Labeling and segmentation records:
— Begin —

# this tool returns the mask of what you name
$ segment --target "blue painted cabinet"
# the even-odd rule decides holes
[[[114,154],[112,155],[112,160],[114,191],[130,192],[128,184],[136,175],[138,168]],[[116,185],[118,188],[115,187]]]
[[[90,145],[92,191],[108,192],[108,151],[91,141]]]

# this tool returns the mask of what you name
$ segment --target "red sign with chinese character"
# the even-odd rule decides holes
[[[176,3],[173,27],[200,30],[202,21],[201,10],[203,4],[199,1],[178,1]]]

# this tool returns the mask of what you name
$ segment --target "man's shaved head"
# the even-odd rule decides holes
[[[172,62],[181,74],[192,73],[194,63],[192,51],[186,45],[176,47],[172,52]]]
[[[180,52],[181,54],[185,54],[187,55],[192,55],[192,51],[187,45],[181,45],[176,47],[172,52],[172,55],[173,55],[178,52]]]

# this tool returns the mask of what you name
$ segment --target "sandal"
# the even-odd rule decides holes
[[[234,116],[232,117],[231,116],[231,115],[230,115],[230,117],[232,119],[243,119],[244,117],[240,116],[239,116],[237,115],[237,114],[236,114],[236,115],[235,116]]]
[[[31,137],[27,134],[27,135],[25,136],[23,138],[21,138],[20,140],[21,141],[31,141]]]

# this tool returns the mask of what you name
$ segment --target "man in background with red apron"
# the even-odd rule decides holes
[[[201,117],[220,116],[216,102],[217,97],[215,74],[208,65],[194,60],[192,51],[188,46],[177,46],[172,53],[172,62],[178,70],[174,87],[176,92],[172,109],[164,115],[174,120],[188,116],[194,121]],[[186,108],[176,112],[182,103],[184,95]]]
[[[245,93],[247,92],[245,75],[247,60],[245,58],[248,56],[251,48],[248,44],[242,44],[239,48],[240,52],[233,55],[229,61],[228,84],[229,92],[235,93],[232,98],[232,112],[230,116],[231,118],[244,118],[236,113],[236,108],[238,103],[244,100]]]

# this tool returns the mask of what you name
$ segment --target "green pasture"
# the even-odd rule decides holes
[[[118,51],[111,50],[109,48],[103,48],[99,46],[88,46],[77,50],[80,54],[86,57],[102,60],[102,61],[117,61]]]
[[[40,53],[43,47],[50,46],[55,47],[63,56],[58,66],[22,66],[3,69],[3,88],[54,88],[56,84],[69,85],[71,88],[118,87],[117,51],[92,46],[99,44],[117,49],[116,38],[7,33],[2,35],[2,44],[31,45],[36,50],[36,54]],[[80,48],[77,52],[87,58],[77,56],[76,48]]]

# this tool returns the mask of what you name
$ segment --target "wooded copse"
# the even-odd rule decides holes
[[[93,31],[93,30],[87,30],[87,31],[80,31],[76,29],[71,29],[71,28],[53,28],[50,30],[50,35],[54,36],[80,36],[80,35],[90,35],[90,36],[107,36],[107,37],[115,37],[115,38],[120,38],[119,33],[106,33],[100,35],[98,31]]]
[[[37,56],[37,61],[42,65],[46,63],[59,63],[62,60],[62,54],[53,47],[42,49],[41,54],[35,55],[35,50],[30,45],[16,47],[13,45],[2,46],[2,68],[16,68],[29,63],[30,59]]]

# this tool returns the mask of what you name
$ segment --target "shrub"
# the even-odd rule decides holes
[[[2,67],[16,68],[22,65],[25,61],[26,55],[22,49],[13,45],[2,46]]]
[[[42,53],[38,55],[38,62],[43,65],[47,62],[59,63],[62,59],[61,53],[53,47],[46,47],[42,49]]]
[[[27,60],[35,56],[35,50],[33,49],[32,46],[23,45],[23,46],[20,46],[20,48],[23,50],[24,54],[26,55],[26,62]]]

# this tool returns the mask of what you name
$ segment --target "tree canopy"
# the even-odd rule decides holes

— End —

Write out every one of the records above again, line for line and unchanged.

### Answer below:
# this tool returns the mask of what you name
$ segment --target "blue painted cabinet"
# the even-odd rule decides holes
[[[114,154],[112,155],[112,160],[114,191],[130,192],[128,184],[136,175],[138,168]],[[116,185],[118,188],[115,187]]]
[[[90,145],[92,191],[108,192],[108,151],[91,141]]]

# this tool returns the mask of what you name
$ segment --target "red sign with chinese character"
# the even-odd rule decides holes
[[[176,3],[173,27],[200,30],[202,21],[201,10],[203,4],[199,1],[178,1]]]

# this tool returns the mask of what you name
$ segment --target "man's shaved head"
# the even-odd rule decides holes
[[[172,62],[181,74],[192,73],[194,63],[192,51],[186,45],[176,47],[172,52]]]
[[[180,52],[181,54],[185,54],[187,55],[192,55],[192,51],[187,45],[181,45],[176,47],[172,52],[172,55],[173,55],[178,52]]]

# this tool returns the mask of what you name
$ segment --target "sandal"
# the even-odd rule decides holes
[[[234,116],[232,117],[231,116],[231,115],[230,115],[230,117],[232,119],[243,119],[244,117],[240,116],[239,116],[237,115],[237,114],[236,114],[236,115],[235,116]]]
[[[31,137],[27,134],[27,135],[25,136],[23,138],[21,138],[20,140],[21,141],[31,141]]]

# this tool returns the mask of what you name
$ segment --target "man in background with red apron"
# the even-odd rule decides holes
[[[201,117],[220,116],[216,102],[217,97],[215,74],[208,65],[194,60],[192,51],[188,46],[177,46],[172,53],[172,62],[178,70],[174,87],[176,92],[172,109],[164,115],[174,120],[188,116],[194,121]],[[186,108],[176,112],[182,103],[184,95]]]
[[[245,93],[247,92],[245,75],[247,60],[245,58],[248,56],[251,48],[248,44],[242,44],[239,48],[240,52],[233,55],[229,61],[228,84],[229,92],[235,93],[232,98],[232,112],[230,116],[231,118],[244,118],[236,113],[236,108],[238,103],[244,100]]]

# this tool returns the mask of what you name
$ segment --target "green pasture"
# the even-odd rule decides holes
[[[118,51],[111,50],[109,48],[103,48],[99,46],[88,46],[77,50],[80,54],[86,57],[102,60],[102,61],[117,61]]]
[[[40,53],[43,47],[50,46],[55,47],[63,56],[58,66],[22,66],[3,69],[3,88],[54,88],[56,84],[69,85],[71,88],[118,87],[117,51],[92,46],[99,44],[117,49],[116,38],[7,33],[2,35],[2,44],[31,45],[36,50],[36,54]],[[80,48],[77,52],[87,58],[77,56],[76,48]]]

# this tool returns the mask of what you name
$ segment --target "wooded copse"
# the even-odd rule decides holes
[[[93,31],[93,30],[87,30],[87,31],[80,31],[76,29],[71,29],[71,28],[53,28],[50,30],[50,35],[54,36],[80,36],[80,35],[90,35],[90,36],[107,36],[107,37],[115,37],[115,38],[120,38],[119,33],[106,33],[100,35],[98,31]]]
[[[37,56],[37,61],[42,65],[46,63],[59,63],[62,60],[62,54],[53,47],[42,49],[41,54],[35,55],[35,50],[30,45],[16,47],[13,45],[2,46],[2,68],[16,68],[29,63],[30,59]]]

# this tool returns the mask of what you name
$ segment --target "shrub"
# the even-odd rule decides holes
[[[2,67],[16,68],[22,65],[25,61],[26,55],[22,49],[13,45],[2,46]]]
[[[42,53],[38,55],[38,62],[43,65],[47,62],[59,63],[62,59],[61,53],[53,47],[46,47],[42,49]]]
[[[27,60],[35,56],[35,50],[33,49],[32,46],[23,45],[23,46],[20,46],[20,48],[23,50],[24,54],[26,55],[26,62]]]

# this tool returns the mask of what you name
$ segment --target "tree canopy"
# the even-odd rule decides holes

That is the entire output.